◆ Yönergeler:
a – Liselilerin tango merakını konu alan haberin tamamını hiçbir değişiklik yapmadan yazınız.
b – Kayıtlarda "wooden" kelimesinin geçtiği satırların her birini sıralayınız.

◆ Haber Metni:
--

Liseliler tangoyu sevdi

Güncelleme Tarihi:

Liseliler tangoyu sevdi
Oluşturulma Tarihi: Mayıs 25, 2000 00:00

Haberin Devamı

İstanbul Maltepe'deki Marmara Koleji'nde iki yıldır tango rüzgarı esiyor. Kursa en fazla rağbet erkek öğrenciler ve kadın öğretmenlerden.

Genç adam, karşısındaki kadının gözlerine bakmaktan çekiniyordu. Onu yıllardır tanıyordu aslında. Günün büyük bir bölümünde gördüğü yüzlerden biri onundu. Ama ona karşı hep dikkatli olmuş, mesafeyi hep korumuştu. Oysa şimdi elini tutması, gözlerinin içine bakması gerekiyordu. Yüzü kızardı, terledi. O sırada dans hocasının sesi duyuldu: ‘‘Onun öğretmenin olduğunu unut!’’

Kavalye fazla dam eksik

Bu hayali sahne, Marmara Koleji'nde tango yapan küçük grubun iki yıl önceki ilk dans derslerinde sık sık yaşanmış. En azından öğretmen ve öğrencilerden oluşan çiftlerin anlattıkları bunu gösteriyor. Peki tango merakı nasıl başlamış? Cevabı basit: Tesadüfen...

Profesyonel dansçı Yılmaz Köksal, iki yıl önce Deniz Harp Okulu'nda dans dersleri vermeye başlıyor. Deniz Harp Okulu, Marmara Koleji'nin kardeş okulu. Kolejin rehber öğretmenlerinden İlknur Karabel dans derslerini öğrenince rehberlik servisi kanalıyla aynı etkinliği kendi okullarına da taşımaya karar veriyor. Yılmaz Köksal da kabul edince dans kampanyası başlıyor.

--

◆ Gösterilen Veriler:

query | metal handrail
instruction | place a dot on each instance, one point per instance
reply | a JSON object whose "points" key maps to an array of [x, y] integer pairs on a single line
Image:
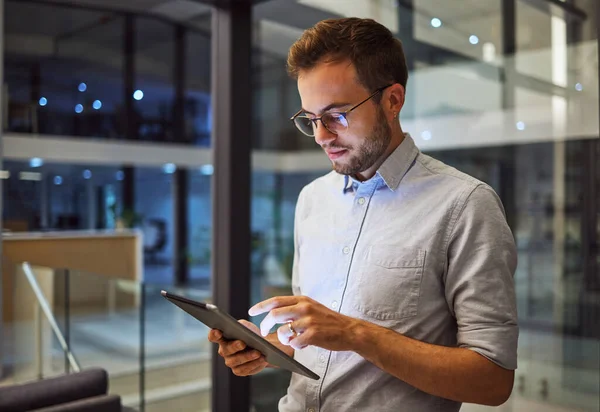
{"points": [[43, 304]]}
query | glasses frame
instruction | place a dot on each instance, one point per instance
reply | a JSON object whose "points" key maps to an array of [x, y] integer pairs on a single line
{"points": [[344, 114]]}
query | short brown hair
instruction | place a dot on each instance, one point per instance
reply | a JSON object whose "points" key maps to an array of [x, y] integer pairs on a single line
{"points": [[376, 54]]}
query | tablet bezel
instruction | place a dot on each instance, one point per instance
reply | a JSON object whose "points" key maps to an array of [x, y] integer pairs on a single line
{"points": [[215, 318]]}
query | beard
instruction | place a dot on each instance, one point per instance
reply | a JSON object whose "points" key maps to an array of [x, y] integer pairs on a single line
{"points": [[369, 151]]}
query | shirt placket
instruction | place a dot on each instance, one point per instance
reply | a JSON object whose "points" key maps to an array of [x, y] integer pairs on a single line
{"points": [[361, 198]]}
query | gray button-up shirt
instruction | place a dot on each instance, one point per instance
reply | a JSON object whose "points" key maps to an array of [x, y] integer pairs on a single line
{"points": [[420, 248]]}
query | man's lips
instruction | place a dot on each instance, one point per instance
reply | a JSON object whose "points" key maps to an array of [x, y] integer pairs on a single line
{"points": [[335, 153]]}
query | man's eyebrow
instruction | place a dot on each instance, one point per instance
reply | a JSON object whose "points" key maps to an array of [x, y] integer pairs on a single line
{"points": [[328, 107]]}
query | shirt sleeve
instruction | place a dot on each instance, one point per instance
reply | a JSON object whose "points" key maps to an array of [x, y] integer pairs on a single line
{"points": [[479, 282]]}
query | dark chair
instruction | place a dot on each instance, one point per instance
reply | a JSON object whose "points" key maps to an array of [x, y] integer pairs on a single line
{"points": [[85, 391]]}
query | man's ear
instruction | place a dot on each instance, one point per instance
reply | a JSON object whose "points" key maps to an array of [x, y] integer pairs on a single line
{"points": [[395, 99]]}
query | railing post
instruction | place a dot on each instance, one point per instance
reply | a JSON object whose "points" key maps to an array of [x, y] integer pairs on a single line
{"points": [[39, 352]]}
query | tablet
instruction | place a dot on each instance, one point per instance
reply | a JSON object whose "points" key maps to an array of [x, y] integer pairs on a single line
{"points": [[214, 318]]}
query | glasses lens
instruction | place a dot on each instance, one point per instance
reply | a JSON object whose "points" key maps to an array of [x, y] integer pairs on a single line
{"points": [[305, 125], [335, 122]]}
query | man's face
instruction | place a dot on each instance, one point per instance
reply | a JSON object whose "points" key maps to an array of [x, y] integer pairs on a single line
{"points": [[334, 87]]}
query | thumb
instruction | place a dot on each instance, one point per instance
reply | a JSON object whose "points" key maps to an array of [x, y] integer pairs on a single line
{"points": [[250, 326]]}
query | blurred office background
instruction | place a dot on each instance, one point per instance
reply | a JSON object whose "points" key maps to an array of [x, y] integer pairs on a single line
{"points": [[107, 116]]}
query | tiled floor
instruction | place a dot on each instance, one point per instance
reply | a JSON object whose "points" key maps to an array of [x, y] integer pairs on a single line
{"points": [[570, 366]]}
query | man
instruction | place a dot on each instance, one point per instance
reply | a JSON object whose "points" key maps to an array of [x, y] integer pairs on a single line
{"points": [[403, 273]]}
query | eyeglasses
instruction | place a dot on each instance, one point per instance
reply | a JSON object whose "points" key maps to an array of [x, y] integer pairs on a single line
{"points": [[335, 122]]}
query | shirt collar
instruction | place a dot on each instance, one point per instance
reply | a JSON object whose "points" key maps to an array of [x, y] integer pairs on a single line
{"points": [[394, 167]]}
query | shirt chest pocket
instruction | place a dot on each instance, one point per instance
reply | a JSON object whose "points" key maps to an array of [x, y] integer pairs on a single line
{"points": [[389, 282]]}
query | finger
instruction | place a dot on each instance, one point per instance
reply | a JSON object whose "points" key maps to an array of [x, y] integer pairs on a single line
{"points": [[279, 315], [242, 358], [260, 365], [284, 334], [230, 348], [301, 341], [250, 326], [250, 368], [270, 304], [215, 335]]}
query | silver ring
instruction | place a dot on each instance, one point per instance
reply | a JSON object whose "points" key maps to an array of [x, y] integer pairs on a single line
{"points": [[291, 328]]}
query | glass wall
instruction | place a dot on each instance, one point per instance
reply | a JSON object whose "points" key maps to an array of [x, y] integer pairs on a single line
{"points": [[508, 96], [63, 70], [89, 72]]}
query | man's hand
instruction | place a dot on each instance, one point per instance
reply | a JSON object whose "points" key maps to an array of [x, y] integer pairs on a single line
{"points": [[243, 361], [313, 323]]}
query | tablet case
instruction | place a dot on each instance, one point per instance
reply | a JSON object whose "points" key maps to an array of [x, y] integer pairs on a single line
{"points": [[214, 318]]}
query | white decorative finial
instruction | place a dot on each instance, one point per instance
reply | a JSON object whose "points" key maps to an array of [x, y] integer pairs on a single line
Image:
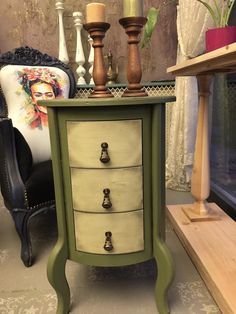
{"points": [[79, 58], [91, 59], [63, 55]]}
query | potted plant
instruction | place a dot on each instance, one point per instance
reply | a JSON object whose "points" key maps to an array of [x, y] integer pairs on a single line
{"points": [[222, 34], [152, 20]]}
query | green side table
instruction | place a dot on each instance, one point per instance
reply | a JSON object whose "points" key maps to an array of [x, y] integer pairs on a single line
{"points": [[109, 171]]}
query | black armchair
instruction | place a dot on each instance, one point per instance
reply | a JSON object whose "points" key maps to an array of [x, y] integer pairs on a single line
{"points": [[26, 176]]}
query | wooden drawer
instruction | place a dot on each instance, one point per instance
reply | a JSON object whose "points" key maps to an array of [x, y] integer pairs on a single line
{"points": [[126, 228], [124, 139], [125, 185]]}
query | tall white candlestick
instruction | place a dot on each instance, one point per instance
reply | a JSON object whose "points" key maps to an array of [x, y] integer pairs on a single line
{"points": [[63, 55], [91, 59]]}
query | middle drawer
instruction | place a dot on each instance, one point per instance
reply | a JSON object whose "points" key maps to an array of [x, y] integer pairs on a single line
{"points": [[89, 187]]}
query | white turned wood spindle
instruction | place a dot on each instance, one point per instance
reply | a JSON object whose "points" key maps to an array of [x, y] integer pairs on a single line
{"points": [[91, 59], [63, 54], [79, 58]]}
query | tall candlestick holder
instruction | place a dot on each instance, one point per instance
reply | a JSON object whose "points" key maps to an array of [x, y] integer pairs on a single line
{"points": [[97, 32], [133, 27]]}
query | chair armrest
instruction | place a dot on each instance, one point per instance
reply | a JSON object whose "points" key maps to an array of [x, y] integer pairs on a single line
{"points": [[12, 186]]}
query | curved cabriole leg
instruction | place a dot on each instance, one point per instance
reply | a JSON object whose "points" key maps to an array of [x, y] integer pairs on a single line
{"points": [[165, 275], [21, 219], [57, 278]]}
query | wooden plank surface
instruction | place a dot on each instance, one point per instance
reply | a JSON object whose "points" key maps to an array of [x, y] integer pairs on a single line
{"points": [[212, 248], [219, 60]]}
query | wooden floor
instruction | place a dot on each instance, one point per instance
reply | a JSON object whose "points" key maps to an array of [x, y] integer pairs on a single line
{"points": [[212, 247]]}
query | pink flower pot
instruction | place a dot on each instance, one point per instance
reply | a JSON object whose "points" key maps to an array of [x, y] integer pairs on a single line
{"points": [[220, 37]]}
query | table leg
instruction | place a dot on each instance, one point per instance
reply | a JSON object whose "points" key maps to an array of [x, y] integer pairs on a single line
{"points": [[57, 277], [200, 182], [165, 274]]}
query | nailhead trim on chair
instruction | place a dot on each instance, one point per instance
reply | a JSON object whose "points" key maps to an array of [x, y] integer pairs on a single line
{"points": [[36, 206]]}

--

◆ Alıştırma Cevapları:
a –
Liseliler tangoyu sevdi

Güncelleme Tarihi:

Liseliler tangoyu sevdi
Oluşturulma Tarihi: Mayıs 25, 2000 00:00

Haberin Devamı

İstanbul Maltepe'deki Marmara Koleji'nde iki yıldır tango rüzgarı esiyor. Kursa en fazla rağbet erkek öğrenciler ve kadın öğretmenlerden.

Genç adam, karşısındaki kadının gözlerine bakmaktan çekiniyordu. Onu yıllardır tanıyordu aslında. Günün büyük bir bölümünde gördüğü yüzlerden biri onundu. Ama ona karşı hep dikkatli olmuş, mesafeyi hep korumuştu. Oysa şimdi elini tutması, gözlerinin içine bakması gerekiyordu. Yüzü kızardı, terledi. O sırada dans hocasının sesi duyuldu: ‘‘Onun öğretmenin olduğunu unut!’’

Kavalye fazla dam eksik

Bu hayali sahne, Marmara Koleji'nde tango yapan küçük grubun iki yıl önceki ilk dans derslerinde sık sık yaşanmış. En azından öğretmen ve öğrencilerden oluşan çiftlerin anlattıkları bunu gösteriyor. Peki tango merakı nasıl başlamış? Cevabı basit: Tesadüfen...

Profesyonel dansçı Yılmaz Köksal, iki yıl önce Deniz Harp Okulu'nda dans dersleri vermeye başlıyor. Deniz Harp Okulu, Marmara Koleji'nin kardeş okulu. Kolejin rehber öğretmenlerinden İlknur Karabel dans derslerini öğrenince rehberlik servisi kanalıyla aynı etkinliği kendi okullarına da taşımaya karar veriyor. Yılmaz Köksal da kabul edince dans kampanyası başlıyor.

b –
query | wooden drawer
query | wooden plank surface
query | wooden floor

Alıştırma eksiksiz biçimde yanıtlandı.